**What is expected**
Reproduce the passage on COVID-19 hospital outcomes below, starting at "We did find" and ending at "patients was small.".

**Text block**
——

Despite the fact that race, ethnicity, and socioeconomic status are known risk factors for obesity, we did not observe significant differences in these social determinants of health across BMI categories. Similarly, a prospective study conducted in Scotland did not find a difference in mortality or complications in hospitalized patients with COVID-19 with higher distress scores based on the Scottish Index for Multiple Deprivation (SIMD) [42, 43]. Although there is a disproportionate burden of COVID-19 related outcomes among Black and Latinx individuals throughout the United States [6, 4454], like ours, the plurality of retrospective cohort studies have not demonstrated significant associations between race, ethnicity, and hospital mortality. Notably, outcomes comparisons were not made among those with COVID-19 who were not admitted to the hospital. Our study shares this limitation. The majority of hospitalized patients in our cohort came from distressed communities, as evidenced by high median DCI scores, which may be ameliorating race-based differences in mortality. While 23.7% of patients died during the study period, this startling number is similar to mortality outcomes in other academic hospitals serving demographically similar patient populations with high rates of comorbidities in New York City during the early stages of the pandemic [55].

We did find racial differences in the odds of severe extra-pulmonary complications of COVID-19. Black patients were more than twice as likely to require RRT than their white counterparts. African-American race has been associated with higher rates of AKI and need for RRT in hospitalized patients with and without COVID-19 [5659]. Genetic factors may also be contributory, as the APOL1 high risk genotype was found in a case series of African-American patients with COVID-19 who developed collapsing glomerulopathy and the need for RRT [60]. Asian patients were more than six times more likely to need RRT and were 3 times more likely to develop septic shock, although the number of patients was small.

——

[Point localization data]
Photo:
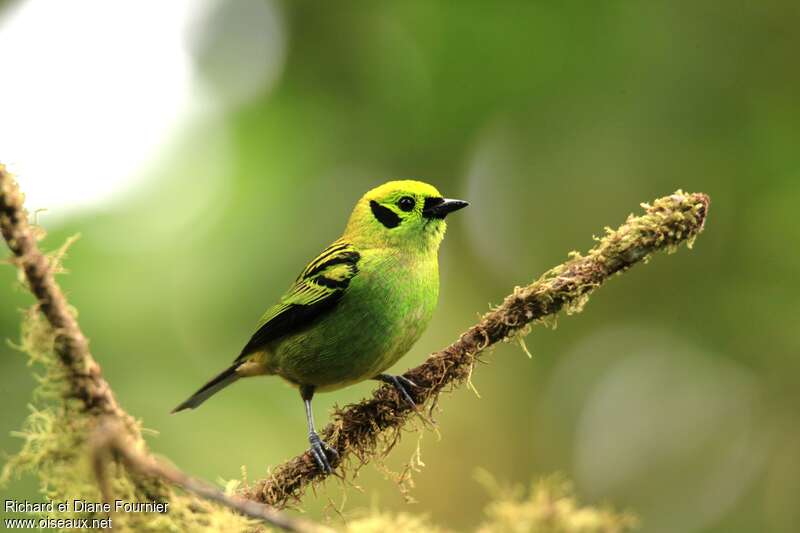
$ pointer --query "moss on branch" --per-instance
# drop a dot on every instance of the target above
(362, 431)
(67, 436)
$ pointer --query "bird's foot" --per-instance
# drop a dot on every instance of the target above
(402, 385)
(320, 450)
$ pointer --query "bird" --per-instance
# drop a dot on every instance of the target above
(355, 309)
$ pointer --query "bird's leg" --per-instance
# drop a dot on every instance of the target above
(400, 383)
(319, 448)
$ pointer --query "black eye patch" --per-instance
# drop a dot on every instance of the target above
(385, 216)
(431, 202)
(406, 203)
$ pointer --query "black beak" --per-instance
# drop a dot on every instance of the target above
(441, 207)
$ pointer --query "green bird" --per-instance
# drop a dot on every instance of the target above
(355, 309)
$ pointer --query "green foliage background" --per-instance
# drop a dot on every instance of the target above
(675, 392)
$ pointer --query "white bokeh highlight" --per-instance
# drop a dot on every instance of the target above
(93, 92)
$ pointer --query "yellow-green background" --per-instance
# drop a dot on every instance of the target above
(675, 393)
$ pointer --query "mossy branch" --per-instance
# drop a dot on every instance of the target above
(114, 431)
(361, 431)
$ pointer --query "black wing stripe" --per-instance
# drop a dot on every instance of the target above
(326, 254)
(349, 258)
(289, 320)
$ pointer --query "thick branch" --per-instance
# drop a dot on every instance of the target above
(357, 430)
(116, 430)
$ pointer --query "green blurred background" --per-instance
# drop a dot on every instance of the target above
(675, 393)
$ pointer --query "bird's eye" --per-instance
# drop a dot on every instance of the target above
(406, 203)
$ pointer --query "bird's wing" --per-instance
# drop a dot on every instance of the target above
(315, 291)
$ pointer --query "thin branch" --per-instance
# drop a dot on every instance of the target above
(116, 430)
(358, 431)
(110, 439)
(71, 346)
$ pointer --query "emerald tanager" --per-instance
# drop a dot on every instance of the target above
(357, 307)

——

**Task result**
We did find racial differences in the odds of severe extra-pulmonary complications of COVID-19. Black patients were more than twice as likely to require RRT than their white counterparts. African-American race has been associated with higher rates of AKI and need for RRT in hospitalized patients with and without COVID-19 [5659]. Genetic factors may also be contributory, as the APOL1 high risk genotype was found in a case series of African-American patients with COVID-19 who developed collapsing glomerulopathy and the need for RRT [60]. Asian patients were more than six times more likely to need RRT and were 3 times more likely to develop septic shock, although the number of patients was small.